[Information]:
────────

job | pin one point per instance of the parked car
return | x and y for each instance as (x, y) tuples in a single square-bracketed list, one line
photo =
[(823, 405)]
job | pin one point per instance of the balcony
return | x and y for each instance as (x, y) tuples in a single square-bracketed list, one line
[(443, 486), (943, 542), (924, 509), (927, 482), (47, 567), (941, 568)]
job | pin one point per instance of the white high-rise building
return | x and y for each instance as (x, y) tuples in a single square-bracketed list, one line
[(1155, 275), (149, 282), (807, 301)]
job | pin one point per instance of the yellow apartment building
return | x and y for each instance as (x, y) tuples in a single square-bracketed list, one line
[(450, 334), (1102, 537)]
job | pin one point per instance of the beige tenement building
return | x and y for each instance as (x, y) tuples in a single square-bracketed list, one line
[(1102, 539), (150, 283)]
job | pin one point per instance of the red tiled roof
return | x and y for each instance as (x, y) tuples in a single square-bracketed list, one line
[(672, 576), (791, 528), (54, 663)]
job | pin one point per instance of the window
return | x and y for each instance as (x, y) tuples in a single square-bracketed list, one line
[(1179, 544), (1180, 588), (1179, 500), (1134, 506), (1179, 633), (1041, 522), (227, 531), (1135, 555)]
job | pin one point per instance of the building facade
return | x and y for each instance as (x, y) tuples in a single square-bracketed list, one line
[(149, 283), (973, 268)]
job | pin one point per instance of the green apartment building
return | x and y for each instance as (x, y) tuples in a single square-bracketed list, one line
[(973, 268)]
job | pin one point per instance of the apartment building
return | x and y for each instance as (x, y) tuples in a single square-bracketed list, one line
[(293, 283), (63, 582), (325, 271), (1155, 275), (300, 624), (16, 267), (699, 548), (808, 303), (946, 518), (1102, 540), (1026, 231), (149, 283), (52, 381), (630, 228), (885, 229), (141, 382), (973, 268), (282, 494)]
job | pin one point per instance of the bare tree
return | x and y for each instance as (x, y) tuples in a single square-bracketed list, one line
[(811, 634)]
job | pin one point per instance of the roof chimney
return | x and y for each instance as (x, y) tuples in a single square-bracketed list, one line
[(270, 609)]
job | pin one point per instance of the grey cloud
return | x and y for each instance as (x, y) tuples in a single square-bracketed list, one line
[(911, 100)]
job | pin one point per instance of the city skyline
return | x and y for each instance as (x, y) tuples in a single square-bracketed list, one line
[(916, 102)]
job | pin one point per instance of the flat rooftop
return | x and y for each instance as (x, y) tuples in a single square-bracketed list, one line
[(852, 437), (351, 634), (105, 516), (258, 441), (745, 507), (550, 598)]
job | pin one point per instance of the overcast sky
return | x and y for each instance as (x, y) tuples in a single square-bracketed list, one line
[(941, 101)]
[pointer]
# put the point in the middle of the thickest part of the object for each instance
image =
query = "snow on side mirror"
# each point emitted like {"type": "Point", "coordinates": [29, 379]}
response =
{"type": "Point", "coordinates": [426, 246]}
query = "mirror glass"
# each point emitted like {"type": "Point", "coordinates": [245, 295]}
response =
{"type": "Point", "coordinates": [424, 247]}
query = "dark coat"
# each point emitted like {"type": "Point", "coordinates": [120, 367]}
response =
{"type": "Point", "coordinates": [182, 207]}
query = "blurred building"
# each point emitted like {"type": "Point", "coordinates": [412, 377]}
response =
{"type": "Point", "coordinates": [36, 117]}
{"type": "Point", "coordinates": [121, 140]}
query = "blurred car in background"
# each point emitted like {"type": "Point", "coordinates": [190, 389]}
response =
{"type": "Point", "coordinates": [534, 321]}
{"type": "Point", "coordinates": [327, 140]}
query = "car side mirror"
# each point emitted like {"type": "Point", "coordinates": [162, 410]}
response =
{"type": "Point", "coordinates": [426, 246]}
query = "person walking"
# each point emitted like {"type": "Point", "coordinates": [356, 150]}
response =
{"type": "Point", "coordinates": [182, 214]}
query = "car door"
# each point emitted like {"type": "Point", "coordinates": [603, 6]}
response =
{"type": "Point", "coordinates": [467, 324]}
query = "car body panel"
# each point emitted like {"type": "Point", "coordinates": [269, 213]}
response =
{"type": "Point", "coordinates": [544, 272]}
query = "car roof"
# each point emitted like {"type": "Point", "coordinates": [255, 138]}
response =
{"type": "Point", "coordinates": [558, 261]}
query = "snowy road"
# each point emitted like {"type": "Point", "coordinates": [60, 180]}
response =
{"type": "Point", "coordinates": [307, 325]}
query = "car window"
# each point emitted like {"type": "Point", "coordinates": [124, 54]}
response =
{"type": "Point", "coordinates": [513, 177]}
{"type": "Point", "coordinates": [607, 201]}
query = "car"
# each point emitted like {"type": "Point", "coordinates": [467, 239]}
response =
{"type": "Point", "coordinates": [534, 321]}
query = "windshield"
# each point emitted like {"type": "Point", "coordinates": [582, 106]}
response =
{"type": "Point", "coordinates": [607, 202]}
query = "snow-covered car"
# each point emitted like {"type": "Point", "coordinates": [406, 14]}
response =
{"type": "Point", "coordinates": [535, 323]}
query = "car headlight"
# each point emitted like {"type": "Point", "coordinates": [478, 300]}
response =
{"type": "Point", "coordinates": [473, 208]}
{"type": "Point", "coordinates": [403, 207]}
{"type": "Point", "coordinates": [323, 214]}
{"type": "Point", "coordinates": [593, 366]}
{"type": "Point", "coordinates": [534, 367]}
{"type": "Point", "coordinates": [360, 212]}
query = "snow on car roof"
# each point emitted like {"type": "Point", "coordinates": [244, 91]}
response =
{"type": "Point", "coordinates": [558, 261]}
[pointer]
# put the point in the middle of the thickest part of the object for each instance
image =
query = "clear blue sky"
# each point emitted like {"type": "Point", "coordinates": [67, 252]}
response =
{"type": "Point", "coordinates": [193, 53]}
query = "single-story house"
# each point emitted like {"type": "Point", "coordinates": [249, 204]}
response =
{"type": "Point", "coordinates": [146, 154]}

────────

[Your instructions]: Every record shown above should be written out again exactly.

[Response to the task]:
job | pin one point per instance of the parked car
return | x and y for each instance as (x, y) tuples in a single square-bracketed list, one line
photo =
[(823, 405)]
job | pin one point per instance of the balcony
return | x and y for each instance as (x, y) tuples in a single square-bracketed list, one line
[(443, 486), (943, 542), (924, 509), (927, 482), (47, 567), (941, 568)]
job | pin one point per instance of the white high-rise building
return | x and y for each instance as (x, y) tuples in a single square-bracketed list, one line
[(1155, 275), (149, 282), (807, 301)]
job | pin one point per instance of the yellow apartment building
return | x and y for each instance as (x, y) tuples in a single square-bracketed list, one line
[(450, 334), (1102, 537)]
job | pin one point per instance of the beige tenement building
return | x and y for each instance as (x, y) tuples in a single square-bracketed list, one line
[(1102, 539), (150, 283)]
job | pin one point per instance of the red tiled roof
return | x and y for each instance as (x, y) tuples in a single square-bracketed list, one line
[(672, 576), (791, 528), (54, 663)]
job | pin one point per instance of the window
return | x and y for each instance as (x, y) tuples in a single square-bracketed list, one line
[(1179, 544), (1180, 588), (1179, 500), (1134, 506), (1179, 633), (1041, 522), (227, 531), (1135, 555)]
job | pin one point per instance of the building facade
return | x and y for each instance as (x, y) tuples in a single square-bracketed list, one line
[(149, 283), (973, 268)]
job | pin one point per instance of the green apartment building
return | x and y for each instance as (x, y) tuples in a single square-bracketed list, one line
[(973, 268)]
job | pin one point per instance of the apartment building
return | x and y for each instance as (x, y) tuples in a single square-bracketed list, one line
[(293, 283), (63, 582), (325, 271), (1155, 275), (300, 624), (16, 267), (699, 548), (808, 303), (946, 518), (1102, 540), (1026, 231), (149, 283), (52, 381), (630, 228), (885, 229), (141, 382), (973, 268), (282, 494)]
job | pin one point per instance of the bare tree
return | x and y for each instance as (x, y) tuples in a single square-bracketed list, one line
[(811, 634)]
job | pin one point per instance of the roof chimney
return | x and y for each instance as (x, y) tuples in a single square-bracketed list, one line
[(270, 609)]
job | pin one point per instance of the grey cloud
return | x and y for each instance as (x, y) tuples in a single square-bracketed list, one line
[(911, 100)]
job | pin one point per instance of the city skyline
return | x and y for each instance as (x, y) tuples in a single square-bracketed list, one line
[(916, 102)]
job | pin one point per instance of the flat rooftop
return | x and y for each instance as (x, y) tuples in a single square-bracketed list, one line
[(852, 437), (351, 634), (105, 516), (258, 441), (745, 507), (550, 598)]
job | pin one point per instance of the overcast sky
return | x and y for each instance as (x, y) tuples in a single square-bracketed list, one line
[(941, 101)]
[pointer]
# put the point in the middle of the thickest part of the object for each instance
image =
query = "snow on side mirror"
# each point emitted like {"type": "Point", "coordinates": [29, 379]}
response =
{"type": "Point", "coordinates": [426, 246]}
query = "mirror glass"
# each point emitted like {"type": "Point", "coordinates": [245, 295]}
response =
{"type": "Point", "coordinates": [424, 247]}
query = "dark coat"
# each point emitted like {"type": "Point", "coordinates": [120, 367]}
response =
{"type": "Point", "coordinates": [182, 207]}
query = "blurred building"
# each point emitted like {"type": "Point", "coordinates": [412, 377]}
response =
{"type": "Point", "coordinates": [36, 117]}
{"type": "Point", "coordinates": [121, 140]}
query = "blurred car in background"
# each point emitted like {"type": "Point", "coordinates": [190, 389]}
response =
{"type": "Point", "coordinates": [534, 321]}
{"type": "Point", "coordinates": [327, 140]}
query = "car side mirror"
# each point emitted like {"type": "Point", "coordinates": [162, 410]}
response =
{"type": "Point", "coordinates": [426, 246]}
query = "person walking"
# each point emitted like {"type": "Point", "coordinates": [356, 150]}
response =
{"type": "Point", "coordinates": [182, 214]}
query = "car door"
# each point emitted like {"type": "Point", "coordinates": [603, 6]}
response =
{"type": "Point", "coordinates": [467, 324]}
query = "car body panel"
# each point emitted like {"type": "Point", "coordinates": [269, 213]}
response =
{"type": "Point", "coordinates": [544, 272]}
query = "car roof"
# each point emitted like {"type": "Point", "coordinates": [255, 138]}
response =
{"type": "Point", "coordinates": [558, 261]}
query = "snowy road"
# each point emitted like {"type": "Point", "coordinates": [60, 180]}
response =
{"type": "Point", "coordinates": [307, 325]}
query = "car window"
# each point emitted like {"type": "Point", "coordinates": [124, 54]}
response =
{"type": "Point", "coordinates": [513, 177]}
{"type": "Point", "coordinates": [607, 201]}
query = "car"
# each point emitted like {"type": "Point", "coordinates": [467, 239]}
response =
{"type": "Point", "coordinates": [534, 321]}
query = "windshield"
# each point emitted like {"type": "Point", "coordinates": [582, 106]}
response =
{"type": "Point", "coordinates": [607, 202]}
query = "snow-covered car"
# each point emitted like {"type": "Point", "coordinates": [406, 14]}
response =
{"type": "Point", "coordinates": [535, 323]}
query = "car headlight"
# each point emitted like {"type": "Point", "coordinates": [478, 300]}
response =
{"type": "Point", "coordinates": [473, 208]}
{"type": "Point", "coordinates": [403, 207]}
{"type": "Point", "coordinates": [323, 214]}
{"type": "Point", "coordinates": [593, 366]}
{"type": "Point", "coordinates": [534, 367]}
{"type": "Point", "coordinates": [360, 212]}
query = "snow on car roof"
# each point emitted like {"type": "Point", "coordinates": [244, 91]}
response =
{"type": "Point", "coordinates": [558, 261]}
[pointer]
# put the point in the middle of the thickest part of the object for each instance
image =
query = "clear blue sky"
# each point emitted like {"type": "Point", "coordinates": [67, 252]}
response =
{"type": "Point", "coordinates": [193, 53]}
query = "single-story house"
# each point emitted like {"type": "Point", "coordinates": [249, 204]}
response =
{"type": "Point", "coordinates": [146, 154]}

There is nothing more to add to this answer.